## ASSIGNMENT
Please report every line from the material that contains the word "stays".

## DATASET EXTRACT
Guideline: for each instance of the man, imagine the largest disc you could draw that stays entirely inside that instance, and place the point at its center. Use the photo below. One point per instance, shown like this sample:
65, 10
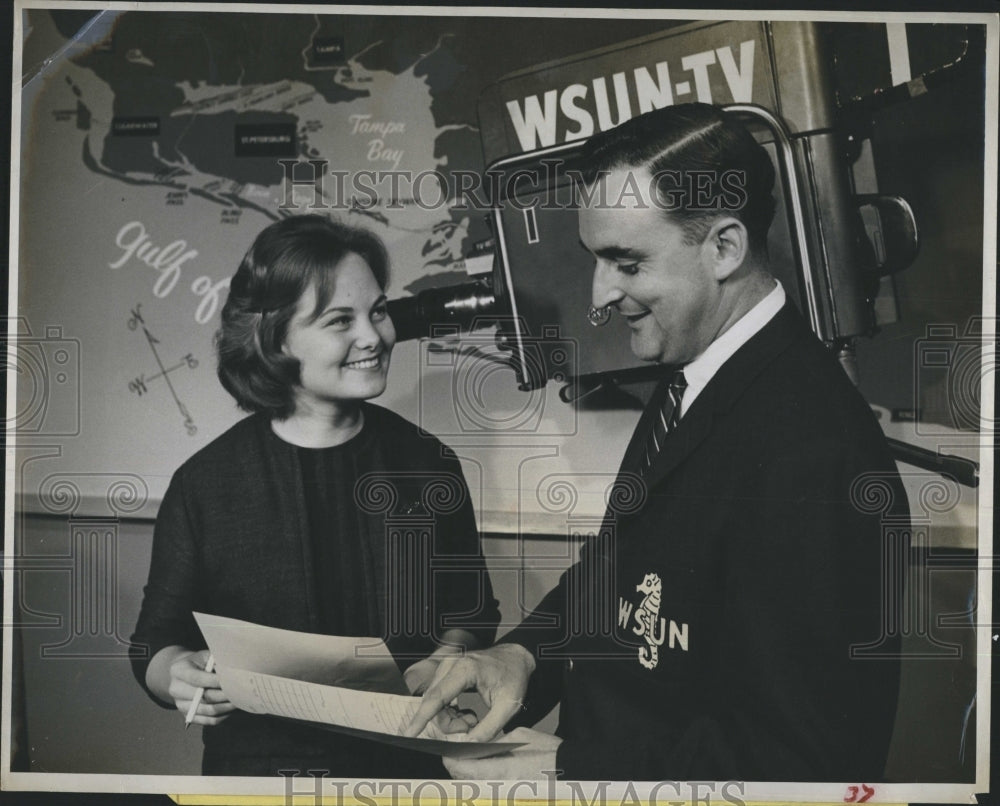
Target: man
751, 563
* * *
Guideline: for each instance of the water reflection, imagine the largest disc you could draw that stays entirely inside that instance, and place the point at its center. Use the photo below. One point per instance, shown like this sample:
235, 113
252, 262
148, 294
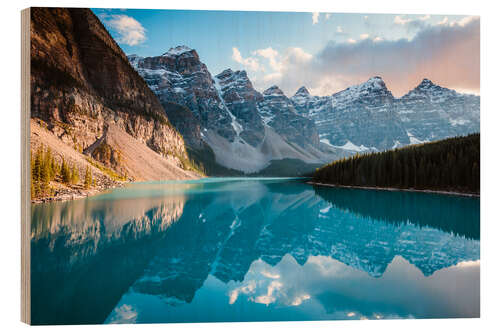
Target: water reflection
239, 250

## WRITTEN SOLUTION
Guideline: for each instance of the man, imagine the largest disc you could draw that stays entirely inside that instance, and place the point at its center. Use the photo below. One point per instance, shown like this sample:
Guideline: for each instance of the water reflection, imagine the largest disc you could draw that stays entirely inside that instance, and place the point at its center. Use the photo below. One point per instance, shown like this sample:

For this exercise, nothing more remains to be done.